> _Task prompt_: Write out the Boeing 787 production passage word for word, starting at the words "The company is" and stopping after "of the production.".

--- Passage shown ---

As reported, a stream of supply chain issues have caused repeated delays to the production of the “super jumbo”, which was expected to be launched in 2008. This week the company announced it is now on schedule to meet its new deadline for first delivery after increasing the production budget and working with suppliers.
The company is currently producing the planes at a rate of two a month and plans to increase that to 2.5 a month by the end of the year. In a conference call to investors following the release of the firm’s first-quarter results, Boeing CEO Jim McNerney announced that it is looking to further increase that rate. “We have a deliberate and orderly ramp-up plan building to a 10-a-month production rate by late 2013,” he said.
He added that they are “closely monitoring” the health of the production.
On the same conference call, chief finance officer James Bell explained that the company had increased the budget for the project. “Gross inventories for the company now include $14.5 billion (£8.7 billion) related to the 787 work in process, supplier advances, tooling and other non-recurring costs, an increase of approximately $1.6 billion (£0.96 billion) during the quarter,” he said. “We expect the inventory balance to continue to grow as we ramp up production, but the rate of growth will moderate as deliveries are made,” he added.
Discussing the company’s relationship with suppliers as production increases, McNerney said: “We are working closely with our supplier partners to manage these moves to higher rates efficiently and effectively, focusing not only on increasing capacity, but also on improving quality, reducing flow times and lowering costs.”

--- Dataset records ---

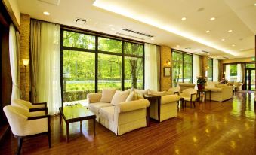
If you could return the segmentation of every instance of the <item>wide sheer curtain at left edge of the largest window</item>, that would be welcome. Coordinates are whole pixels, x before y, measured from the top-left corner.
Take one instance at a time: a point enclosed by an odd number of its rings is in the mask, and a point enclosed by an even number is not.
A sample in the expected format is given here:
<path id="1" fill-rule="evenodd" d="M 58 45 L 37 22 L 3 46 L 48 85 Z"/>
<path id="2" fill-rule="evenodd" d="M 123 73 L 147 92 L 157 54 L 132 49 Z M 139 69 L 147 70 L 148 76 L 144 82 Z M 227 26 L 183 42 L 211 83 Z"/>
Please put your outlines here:
<path id="1" fill-rule="evenodd" d="M 49 114 L 61 106 L 60 90 L 60 25 L 41 23 L 41 50 L 36 90 L 39 102 L 48 102 Z"/>

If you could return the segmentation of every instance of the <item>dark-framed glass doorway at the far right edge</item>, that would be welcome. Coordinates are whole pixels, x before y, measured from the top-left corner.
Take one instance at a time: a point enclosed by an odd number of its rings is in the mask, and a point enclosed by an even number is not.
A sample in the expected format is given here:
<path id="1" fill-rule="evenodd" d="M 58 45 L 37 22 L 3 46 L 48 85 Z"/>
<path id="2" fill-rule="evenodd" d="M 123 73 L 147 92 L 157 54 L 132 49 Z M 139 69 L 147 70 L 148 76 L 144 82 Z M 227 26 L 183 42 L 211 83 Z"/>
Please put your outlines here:
<path id="1" fill-rule="evenodd" d="M 245 68 L 245 90 L 255 90 L 255 68 Z"/>

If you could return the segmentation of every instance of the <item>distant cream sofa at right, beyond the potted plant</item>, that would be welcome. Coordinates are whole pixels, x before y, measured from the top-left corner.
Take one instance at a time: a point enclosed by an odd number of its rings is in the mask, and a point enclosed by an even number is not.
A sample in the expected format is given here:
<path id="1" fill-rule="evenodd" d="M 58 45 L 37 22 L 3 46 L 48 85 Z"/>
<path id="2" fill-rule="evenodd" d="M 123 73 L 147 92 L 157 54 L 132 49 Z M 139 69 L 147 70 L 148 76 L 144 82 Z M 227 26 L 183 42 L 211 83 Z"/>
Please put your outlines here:
<path id="1" fill-rule="evenodd" d="M 211 90 L 211 100 L 217 102 L 224 102 L 227 99 L 233 98 L 233 86 L 218 84 L 218 82 L 208 81 L 205 90 Z M 206 96 L 210 99 L 210 96 Z"/>

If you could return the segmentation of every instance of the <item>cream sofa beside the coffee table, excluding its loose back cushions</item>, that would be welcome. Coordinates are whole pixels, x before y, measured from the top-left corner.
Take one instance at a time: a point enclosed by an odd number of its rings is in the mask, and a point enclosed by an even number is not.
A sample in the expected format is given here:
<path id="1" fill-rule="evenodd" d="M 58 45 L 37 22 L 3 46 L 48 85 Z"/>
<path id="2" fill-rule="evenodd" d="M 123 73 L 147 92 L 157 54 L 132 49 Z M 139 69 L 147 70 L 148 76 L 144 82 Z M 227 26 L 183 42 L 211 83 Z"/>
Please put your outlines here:
<path id="1" fill-rule="evenodd" d="M 88 94 L 88 108 L 97 116 L 97 121 L 116 135 L 147 126 L 147 99 L 138 97 L 131 102 L 100 102 L 102 93 Z"/>

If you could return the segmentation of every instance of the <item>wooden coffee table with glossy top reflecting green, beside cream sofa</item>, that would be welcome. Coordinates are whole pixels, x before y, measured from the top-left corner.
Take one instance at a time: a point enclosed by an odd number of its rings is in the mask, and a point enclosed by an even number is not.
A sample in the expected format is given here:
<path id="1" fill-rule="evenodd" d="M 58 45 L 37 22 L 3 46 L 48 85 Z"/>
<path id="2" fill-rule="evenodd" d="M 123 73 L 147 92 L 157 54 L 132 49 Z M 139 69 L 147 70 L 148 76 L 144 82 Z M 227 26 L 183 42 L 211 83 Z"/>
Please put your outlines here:
<path id="1" fill-rule="evenodd" d="M 94 120 L 94 135 L 95 135 L 95 119 L 96 115 L 88 108 L 82 105 L 71 105 L 60 107 L 60 124 L 61 117 L 66 122 L 66 142 L 69 142 L 69 123 L 80 121 L 80 132 L 82 132 L 82 120 Z"/>

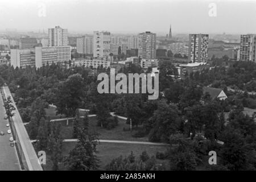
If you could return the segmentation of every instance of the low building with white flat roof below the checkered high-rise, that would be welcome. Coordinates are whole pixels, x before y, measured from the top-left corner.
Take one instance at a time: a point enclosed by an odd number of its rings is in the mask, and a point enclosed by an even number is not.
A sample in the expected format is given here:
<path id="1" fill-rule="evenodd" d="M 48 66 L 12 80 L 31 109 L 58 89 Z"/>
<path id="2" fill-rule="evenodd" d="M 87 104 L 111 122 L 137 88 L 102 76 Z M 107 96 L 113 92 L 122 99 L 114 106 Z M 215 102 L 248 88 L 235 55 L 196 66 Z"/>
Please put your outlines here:
<path id="1" fill-rule="evenodd" d="M 210 65 L 207 63 L 188 63 L 180 65 L 180 76 L 181 78 L 185 78 L 189 76 L 191 73 L 201 72 L 206 68 L 209 68 Z"/>

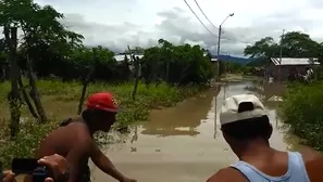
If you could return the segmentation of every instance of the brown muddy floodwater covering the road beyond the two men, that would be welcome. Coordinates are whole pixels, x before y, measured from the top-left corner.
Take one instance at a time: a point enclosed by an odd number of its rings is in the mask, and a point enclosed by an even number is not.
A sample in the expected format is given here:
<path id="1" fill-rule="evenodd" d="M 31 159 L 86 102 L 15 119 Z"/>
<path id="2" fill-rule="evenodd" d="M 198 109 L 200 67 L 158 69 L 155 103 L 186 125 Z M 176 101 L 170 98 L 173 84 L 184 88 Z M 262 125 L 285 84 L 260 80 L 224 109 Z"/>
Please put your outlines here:
<path id="1" fill-rule="evenodd" d="M 138 125 L 129 140 L 109 146 L 107 154 L 121 171 L 138 182 L 206 181 L 237 160 L 219 129 L 219 110 L 225 98 L 240 93 L 262 98 L 274 126 L 271 144 L 293 150 L 297 140 L 283 131 L 276 116 L 278 103 L 269 101 L 282 90 L 277 84 L 254 81 L 227 82 L 219 94 L 211 90 L 176 107 L 153 110 L 150 121 Z M 95 182 L 114 181 L 92 165 L 91 171 Z"/>

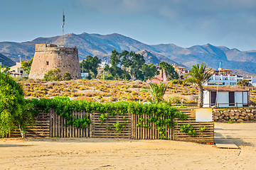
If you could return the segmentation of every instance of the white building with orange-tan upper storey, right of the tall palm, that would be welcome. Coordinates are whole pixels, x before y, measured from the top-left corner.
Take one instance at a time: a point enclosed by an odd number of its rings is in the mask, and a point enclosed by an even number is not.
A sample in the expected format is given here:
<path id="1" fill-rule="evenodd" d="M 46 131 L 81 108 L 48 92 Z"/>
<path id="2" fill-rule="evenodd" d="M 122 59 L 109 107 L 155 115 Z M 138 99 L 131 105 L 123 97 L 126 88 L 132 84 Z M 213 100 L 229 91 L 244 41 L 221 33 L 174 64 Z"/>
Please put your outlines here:
<path id="1" fill-rule="evenodd" d="M 239 80 L 243 80 L 243 77 L 232 74 L 231 69 L 219 68 L 218 70 L 213 70 L 213 76 L 210 77 L 206 85 L 235 86 Z"/>

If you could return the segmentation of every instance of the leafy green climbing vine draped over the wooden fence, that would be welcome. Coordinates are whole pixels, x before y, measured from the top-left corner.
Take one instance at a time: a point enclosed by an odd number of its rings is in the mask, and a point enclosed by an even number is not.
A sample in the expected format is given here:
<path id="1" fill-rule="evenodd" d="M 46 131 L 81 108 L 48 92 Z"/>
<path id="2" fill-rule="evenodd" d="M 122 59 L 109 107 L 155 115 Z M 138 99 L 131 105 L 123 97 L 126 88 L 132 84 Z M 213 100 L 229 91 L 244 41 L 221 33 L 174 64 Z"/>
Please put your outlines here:
<path id="1" fill-rule="evenodd" d="M 157 130 L 159 130 L 160 139 L 166 139 L 166 127 L 174 128 L 177 125 L 174 122 L 174 118 L 178 120 L 186 120 L 187 115 L 181 111 L 176 111 L 176 108 L 166 105 L 165 103 L 156 104 L 156 103 L 137 103 L 131 101 L 119 101 L 115 103 L 98 103 L 93 101 L 70 101 L 69 98 L 65 97 L 55 97 L 55 98 L 41 98 L 29 100 L 34 107 L 43 110 L 43 112 L 49 112 L 52 108 L 56 114 L 63 116 L 65 120 L 68 120 L 67 125 L 74 125 L 77 128 L 85 128 L 87 125 L 90 125 L 91 120 L 86 116 L 85 118 L 73 118 L 72 112 L 98 112 L 100 113 L 101 124 L 105 123 L 108 119 L 108 114 L 114 115 L 124 115 L 126 113 L 132 113 L 136 115 L 149 115 L 149 118 L 146 120 L 144 118 L 139 118 L 137 126 L 150 129 L 151 126 L 149 123 L 154 123 Z M 38 111 L 38 109 L 34 109 Z M 125 116 L 123 116 L 125 120 Z M 128 120 L 127 120 L 128 121 Z M 128 122 L 124 123 L 114 123 L 113 128 L 117 132 L 121 132 L 124 126 Z M 111 129 L 112 127 L 107 127 Z"/>

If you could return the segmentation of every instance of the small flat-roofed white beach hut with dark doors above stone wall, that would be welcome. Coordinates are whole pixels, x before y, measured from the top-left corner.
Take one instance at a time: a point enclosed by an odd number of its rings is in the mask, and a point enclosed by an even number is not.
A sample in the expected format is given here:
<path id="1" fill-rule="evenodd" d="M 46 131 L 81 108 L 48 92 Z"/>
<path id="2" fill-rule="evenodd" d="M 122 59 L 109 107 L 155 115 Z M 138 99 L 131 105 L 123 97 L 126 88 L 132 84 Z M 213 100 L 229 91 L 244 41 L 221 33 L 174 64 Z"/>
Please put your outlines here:
<path id="1" fill-rule="evenodd" d="M 204 88 L 203 107 L 243 107 L 248 106 L 249 91 L 240 88 Z M 217 101 L 216 101 L 217 100 Z"/>

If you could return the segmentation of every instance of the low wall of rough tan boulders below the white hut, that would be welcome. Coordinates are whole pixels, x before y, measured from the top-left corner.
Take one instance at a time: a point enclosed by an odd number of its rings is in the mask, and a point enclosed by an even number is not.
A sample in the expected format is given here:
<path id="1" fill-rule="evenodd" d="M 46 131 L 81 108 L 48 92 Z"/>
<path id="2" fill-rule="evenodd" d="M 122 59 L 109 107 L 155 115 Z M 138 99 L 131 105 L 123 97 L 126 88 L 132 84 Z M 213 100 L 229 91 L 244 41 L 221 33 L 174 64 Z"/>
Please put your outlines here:
<path id="1" fill-rule="evenodd" d="M 256 108 L 215 108 L 213 109 L 215 122 L 256 122 Z"/>

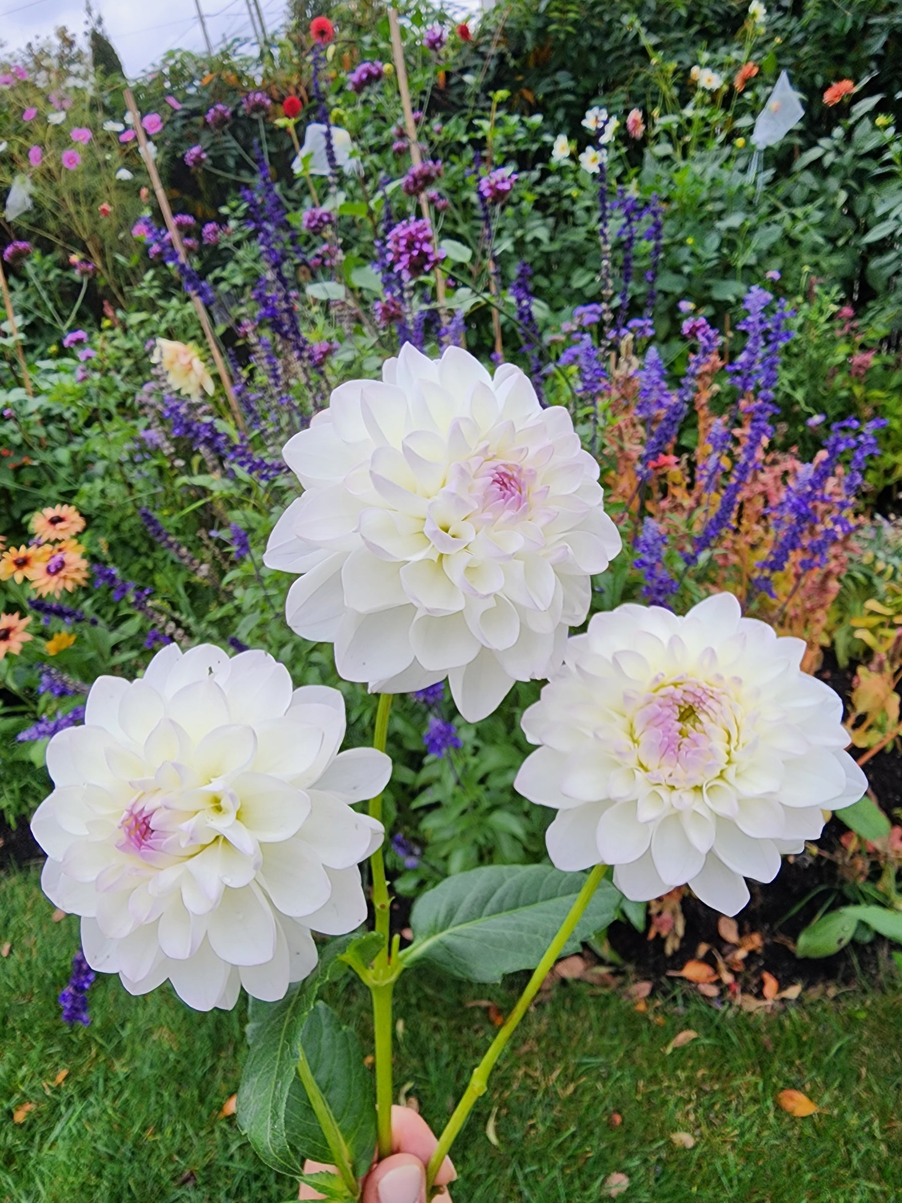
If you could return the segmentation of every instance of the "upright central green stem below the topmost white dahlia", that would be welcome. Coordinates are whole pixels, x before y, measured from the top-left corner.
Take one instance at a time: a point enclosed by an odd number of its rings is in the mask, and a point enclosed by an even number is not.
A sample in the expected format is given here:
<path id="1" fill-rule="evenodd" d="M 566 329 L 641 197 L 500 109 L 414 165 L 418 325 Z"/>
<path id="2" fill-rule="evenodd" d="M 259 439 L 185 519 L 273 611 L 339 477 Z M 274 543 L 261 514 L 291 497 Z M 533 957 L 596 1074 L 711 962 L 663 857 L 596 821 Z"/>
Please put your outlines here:
<path id="1" fill-rule="evenodd" d="M 376 709 L 373 747 L 385 752 L 388 742 L 388 712 L 392 705 L 390 693 L 380 694 Z M 370 799 L 369 814 L 382 820 L 382 795 Z M 381 845 L 369 858 L 373 875 L 373 908 L 375 911 L 375 930 L 384 940 L 384 948 L 375 959 L 373 978 L 368 983 L 373 995 L 373 1029 L 375 1033 L 375 1078 L 376 1078 L 376 1118 L 379 1125 L 379 1158 L 387 1157 L 392 1151 L 392 991 L 394 989 L 396 970 L 390 964 L 388 931 L 390 908 L 388 882 L 385 877 L 385 858 Z"/>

---

> _Result below_:
The company is currently producing the planes at a rate of two a month and plans to increase that to 2.5 a month by the end of the year. In a conference call to investors following the release of the firm’s first-quarter results, Boeing CEO Jim McNerney announced that it is looking to further increase that rate. “We have a deliberate and orderly ramp-up plan building to a 10-a-month production rate by late 2013,” he said.
He added that they are “closely monitoring” the health of the production.